GOAL OF THE EXERCISE
Gather every line of the records that contains the string "negative", and list those lines in the order they appear.

RECORDS SHOWN
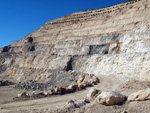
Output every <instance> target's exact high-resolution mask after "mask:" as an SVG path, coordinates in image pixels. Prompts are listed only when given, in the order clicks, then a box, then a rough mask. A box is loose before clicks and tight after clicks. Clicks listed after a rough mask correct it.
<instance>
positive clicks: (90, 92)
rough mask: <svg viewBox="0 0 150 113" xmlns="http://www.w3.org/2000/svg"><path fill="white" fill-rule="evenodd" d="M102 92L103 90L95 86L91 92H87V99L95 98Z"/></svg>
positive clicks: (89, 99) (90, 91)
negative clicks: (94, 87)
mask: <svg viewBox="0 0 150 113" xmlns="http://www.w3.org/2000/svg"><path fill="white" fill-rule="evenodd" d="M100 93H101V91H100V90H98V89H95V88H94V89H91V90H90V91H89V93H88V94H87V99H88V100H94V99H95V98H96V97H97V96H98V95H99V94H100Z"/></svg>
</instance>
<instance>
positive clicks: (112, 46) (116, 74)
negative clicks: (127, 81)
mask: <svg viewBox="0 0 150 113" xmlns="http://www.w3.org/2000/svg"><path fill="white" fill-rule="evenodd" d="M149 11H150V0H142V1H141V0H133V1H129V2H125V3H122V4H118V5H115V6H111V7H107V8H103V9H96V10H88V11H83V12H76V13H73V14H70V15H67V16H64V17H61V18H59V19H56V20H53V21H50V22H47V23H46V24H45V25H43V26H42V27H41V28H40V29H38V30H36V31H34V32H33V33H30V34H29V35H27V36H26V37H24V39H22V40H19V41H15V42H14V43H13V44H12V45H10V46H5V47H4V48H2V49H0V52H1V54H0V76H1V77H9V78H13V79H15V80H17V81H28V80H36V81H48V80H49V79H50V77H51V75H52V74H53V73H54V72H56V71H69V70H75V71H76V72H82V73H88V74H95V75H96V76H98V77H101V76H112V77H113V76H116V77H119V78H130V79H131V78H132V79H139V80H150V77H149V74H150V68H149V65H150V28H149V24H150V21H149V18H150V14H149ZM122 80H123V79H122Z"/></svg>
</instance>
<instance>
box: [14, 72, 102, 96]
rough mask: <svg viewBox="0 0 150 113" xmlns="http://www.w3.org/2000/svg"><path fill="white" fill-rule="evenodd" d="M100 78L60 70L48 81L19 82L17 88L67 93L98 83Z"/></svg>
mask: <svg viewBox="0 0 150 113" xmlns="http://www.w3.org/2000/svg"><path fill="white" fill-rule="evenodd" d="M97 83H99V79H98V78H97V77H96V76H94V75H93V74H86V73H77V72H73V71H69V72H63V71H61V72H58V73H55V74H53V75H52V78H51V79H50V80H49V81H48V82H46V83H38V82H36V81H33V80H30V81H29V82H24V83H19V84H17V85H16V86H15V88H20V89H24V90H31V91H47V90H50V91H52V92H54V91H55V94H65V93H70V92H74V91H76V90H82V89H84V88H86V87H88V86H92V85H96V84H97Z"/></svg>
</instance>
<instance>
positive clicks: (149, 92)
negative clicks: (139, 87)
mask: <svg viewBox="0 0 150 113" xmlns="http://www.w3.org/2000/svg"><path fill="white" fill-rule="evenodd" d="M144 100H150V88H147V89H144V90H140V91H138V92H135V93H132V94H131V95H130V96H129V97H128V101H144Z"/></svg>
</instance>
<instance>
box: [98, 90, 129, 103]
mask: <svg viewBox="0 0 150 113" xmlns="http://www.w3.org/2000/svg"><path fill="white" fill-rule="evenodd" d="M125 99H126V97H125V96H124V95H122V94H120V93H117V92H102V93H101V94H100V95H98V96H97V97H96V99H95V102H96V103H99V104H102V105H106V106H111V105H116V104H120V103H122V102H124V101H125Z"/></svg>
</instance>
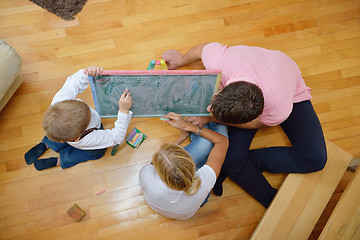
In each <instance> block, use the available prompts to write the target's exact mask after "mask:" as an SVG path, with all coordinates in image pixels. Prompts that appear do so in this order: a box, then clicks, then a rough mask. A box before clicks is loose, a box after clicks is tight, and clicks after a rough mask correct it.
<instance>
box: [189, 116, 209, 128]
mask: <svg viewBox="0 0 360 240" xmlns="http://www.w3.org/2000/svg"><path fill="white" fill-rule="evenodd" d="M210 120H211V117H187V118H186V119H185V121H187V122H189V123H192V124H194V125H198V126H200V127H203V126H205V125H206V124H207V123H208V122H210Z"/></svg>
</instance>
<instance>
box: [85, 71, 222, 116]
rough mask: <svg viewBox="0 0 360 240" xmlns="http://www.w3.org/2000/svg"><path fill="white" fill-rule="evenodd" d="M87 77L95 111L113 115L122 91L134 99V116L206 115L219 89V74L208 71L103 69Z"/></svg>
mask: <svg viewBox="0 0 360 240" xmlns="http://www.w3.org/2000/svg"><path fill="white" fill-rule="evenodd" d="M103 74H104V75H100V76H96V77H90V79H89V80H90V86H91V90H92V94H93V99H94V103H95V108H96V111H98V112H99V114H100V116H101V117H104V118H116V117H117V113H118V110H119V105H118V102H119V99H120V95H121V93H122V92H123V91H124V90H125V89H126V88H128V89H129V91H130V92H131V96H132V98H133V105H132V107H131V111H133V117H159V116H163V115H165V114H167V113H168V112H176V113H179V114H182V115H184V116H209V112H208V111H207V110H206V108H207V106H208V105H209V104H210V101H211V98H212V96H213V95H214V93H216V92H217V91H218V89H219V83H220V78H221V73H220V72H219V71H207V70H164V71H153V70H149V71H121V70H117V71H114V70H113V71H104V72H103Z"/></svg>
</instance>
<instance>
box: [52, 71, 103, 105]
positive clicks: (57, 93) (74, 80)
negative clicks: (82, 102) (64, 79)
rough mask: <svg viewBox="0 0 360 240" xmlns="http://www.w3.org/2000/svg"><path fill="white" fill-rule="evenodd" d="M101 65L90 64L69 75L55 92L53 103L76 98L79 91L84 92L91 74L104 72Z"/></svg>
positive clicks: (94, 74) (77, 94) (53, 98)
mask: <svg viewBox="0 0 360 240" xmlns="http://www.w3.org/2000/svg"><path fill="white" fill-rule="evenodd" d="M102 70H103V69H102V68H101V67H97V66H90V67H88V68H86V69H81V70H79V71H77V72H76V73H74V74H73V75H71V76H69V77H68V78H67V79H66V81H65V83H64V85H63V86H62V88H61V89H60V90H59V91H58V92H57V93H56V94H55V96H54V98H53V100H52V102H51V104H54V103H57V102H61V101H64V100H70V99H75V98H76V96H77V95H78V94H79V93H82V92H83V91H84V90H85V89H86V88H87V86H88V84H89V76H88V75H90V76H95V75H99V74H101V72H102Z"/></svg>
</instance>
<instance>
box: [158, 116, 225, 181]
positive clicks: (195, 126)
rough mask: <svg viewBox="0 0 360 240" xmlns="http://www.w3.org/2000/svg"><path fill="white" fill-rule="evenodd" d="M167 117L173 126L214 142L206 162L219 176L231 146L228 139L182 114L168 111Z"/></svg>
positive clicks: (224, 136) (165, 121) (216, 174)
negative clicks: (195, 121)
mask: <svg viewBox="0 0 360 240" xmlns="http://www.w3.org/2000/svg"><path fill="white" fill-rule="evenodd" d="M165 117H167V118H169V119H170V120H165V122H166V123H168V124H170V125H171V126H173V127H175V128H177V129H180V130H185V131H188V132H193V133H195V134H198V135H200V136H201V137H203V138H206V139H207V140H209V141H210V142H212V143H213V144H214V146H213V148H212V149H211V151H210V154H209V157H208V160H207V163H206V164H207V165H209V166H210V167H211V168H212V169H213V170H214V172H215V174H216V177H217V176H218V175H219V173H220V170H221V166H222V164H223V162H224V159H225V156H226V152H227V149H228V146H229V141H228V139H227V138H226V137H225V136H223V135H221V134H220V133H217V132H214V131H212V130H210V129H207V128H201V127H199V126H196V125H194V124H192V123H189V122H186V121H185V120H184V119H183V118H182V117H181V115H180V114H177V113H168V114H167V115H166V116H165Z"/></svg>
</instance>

EXERCISE ANSWER
negative clicks: (94, 87)
negative clicks: (127, 81)
negative clicks: (139, 87)
negative clicks: (82, 102) (64, 79)
negative clicks: (195, 121)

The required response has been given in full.